■ Data for this exercise ■
* * * * * * *

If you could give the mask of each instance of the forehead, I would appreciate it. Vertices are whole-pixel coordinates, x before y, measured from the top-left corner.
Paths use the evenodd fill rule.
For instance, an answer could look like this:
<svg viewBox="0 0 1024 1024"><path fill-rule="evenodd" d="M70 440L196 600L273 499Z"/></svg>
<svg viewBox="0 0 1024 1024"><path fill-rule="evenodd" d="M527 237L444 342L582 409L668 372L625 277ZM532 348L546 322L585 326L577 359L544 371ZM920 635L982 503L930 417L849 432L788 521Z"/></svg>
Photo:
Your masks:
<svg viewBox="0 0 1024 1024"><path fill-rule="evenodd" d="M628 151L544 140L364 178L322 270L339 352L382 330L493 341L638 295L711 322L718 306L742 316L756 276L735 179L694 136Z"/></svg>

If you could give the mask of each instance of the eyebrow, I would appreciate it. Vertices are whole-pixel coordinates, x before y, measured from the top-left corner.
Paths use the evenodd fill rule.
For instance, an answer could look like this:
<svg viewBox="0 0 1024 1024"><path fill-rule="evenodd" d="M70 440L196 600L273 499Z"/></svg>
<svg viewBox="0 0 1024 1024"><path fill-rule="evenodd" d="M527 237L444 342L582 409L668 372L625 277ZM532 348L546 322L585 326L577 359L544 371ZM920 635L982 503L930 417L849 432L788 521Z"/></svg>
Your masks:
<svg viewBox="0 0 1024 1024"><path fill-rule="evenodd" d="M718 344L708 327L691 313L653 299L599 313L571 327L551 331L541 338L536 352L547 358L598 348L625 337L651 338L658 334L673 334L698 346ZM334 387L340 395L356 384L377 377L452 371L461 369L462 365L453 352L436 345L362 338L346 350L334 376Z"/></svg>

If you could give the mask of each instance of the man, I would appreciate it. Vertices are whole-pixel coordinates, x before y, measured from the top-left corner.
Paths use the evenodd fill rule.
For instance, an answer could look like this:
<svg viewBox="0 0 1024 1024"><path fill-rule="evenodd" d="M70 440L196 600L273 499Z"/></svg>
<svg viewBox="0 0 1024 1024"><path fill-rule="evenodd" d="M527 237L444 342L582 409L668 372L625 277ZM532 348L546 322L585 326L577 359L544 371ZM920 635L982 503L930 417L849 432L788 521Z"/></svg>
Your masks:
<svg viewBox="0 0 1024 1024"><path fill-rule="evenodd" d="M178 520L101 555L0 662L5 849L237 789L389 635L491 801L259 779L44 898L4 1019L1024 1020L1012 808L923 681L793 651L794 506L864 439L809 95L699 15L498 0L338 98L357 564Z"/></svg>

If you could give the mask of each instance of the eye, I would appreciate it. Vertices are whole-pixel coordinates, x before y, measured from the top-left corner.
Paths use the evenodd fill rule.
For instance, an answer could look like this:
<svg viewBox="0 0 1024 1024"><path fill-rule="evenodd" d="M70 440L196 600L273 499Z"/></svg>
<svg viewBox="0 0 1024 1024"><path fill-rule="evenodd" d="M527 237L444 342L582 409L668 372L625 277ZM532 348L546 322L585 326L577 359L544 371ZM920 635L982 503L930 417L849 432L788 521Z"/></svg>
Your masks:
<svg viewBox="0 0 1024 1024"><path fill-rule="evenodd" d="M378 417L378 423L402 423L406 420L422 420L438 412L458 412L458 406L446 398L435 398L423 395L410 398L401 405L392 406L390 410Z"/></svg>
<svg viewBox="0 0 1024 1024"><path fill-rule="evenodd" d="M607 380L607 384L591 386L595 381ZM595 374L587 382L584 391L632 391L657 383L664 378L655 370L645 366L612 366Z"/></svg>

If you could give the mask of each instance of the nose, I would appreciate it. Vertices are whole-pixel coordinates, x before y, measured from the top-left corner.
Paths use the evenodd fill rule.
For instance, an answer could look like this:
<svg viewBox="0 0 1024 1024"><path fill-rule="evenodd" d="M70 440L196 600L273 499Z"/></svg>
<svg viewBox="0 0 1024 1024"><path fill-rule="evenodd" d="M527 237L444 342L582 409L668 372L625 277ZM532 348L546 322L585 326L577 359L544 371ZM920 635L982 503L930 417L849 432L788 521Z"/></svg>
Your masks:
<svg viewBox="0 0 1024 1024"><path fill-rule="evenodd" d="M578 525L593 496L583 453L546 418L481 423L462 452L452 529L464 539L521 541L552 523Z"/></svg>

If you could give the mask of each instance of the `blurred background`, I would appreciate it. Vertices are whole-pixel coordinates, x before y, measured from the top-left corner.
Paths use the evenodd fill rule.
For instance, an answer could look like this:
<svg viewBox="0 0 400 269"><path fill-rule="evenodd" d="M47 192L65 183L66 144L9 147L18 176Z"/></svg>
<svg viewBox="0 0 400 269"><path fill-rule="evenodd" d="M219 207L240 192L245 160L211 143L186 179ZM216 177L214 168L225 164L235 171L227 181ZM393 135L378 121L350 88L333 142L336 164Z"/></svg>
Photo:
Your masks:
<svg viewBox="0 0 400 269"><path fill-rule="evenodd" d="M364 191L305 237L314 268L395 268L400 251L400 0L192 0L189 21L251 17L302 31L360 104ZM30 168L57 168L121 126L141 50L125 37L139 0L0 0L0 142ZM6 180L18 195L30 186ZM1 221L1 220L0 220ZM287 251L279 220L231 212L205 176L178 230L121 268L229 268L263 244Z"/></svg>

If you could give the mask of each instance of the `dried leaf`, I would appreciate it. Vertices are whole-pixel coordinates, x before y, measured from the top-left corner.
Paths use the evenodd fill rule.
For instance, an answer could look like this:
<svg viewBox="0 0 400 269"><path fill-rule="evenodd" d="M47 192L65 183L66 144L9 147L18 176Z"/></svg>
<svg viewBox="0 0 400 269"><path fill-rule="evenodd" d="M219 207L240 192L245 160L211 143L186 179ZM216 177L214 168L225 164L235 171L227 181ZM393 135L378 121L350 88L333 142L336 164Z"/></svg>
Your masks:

* * * * * * *

■ What the exercise asks ■
Where a line of the material above holds the string "each", copy that line.

■ Answer area ■
If you could give the mask of each instance of the forehead, I would appreciate it. Vertices are whole-pixel coordinates, x before y, measured from the top-left corner.
If you could give the mask of each instance of the eyebrow, I would appreciate it. Vertices are whole-pixel coordinates, x before y, measured from the top-left corner.
If you could give the mask of each instance of the man, I would appreciate it. Vertices are whole-pixel coordinates, x before y, measured from the top-left corner.
If you could give the mask of each instance of the eye, I would appreciate it. Vertices are whole-pixel coordinates, x before y, measured from the top-left corner.
If you could give the mask of each instance of the nose, I would appreciate it. Vertices are whole-pixel coordinates, x before y, measured from the top-left corner.
If you could give the mask of each instance of the `blurred background`, I would appreciate it. Vertices are whole-pixel coordinates, x before y, measured from the top-left corner.
If you could give the mask of each instance of the `dried leaf`, I would appreciate it. Vertices are whole-pixel coordinates, x before y, measured from the top-left corner.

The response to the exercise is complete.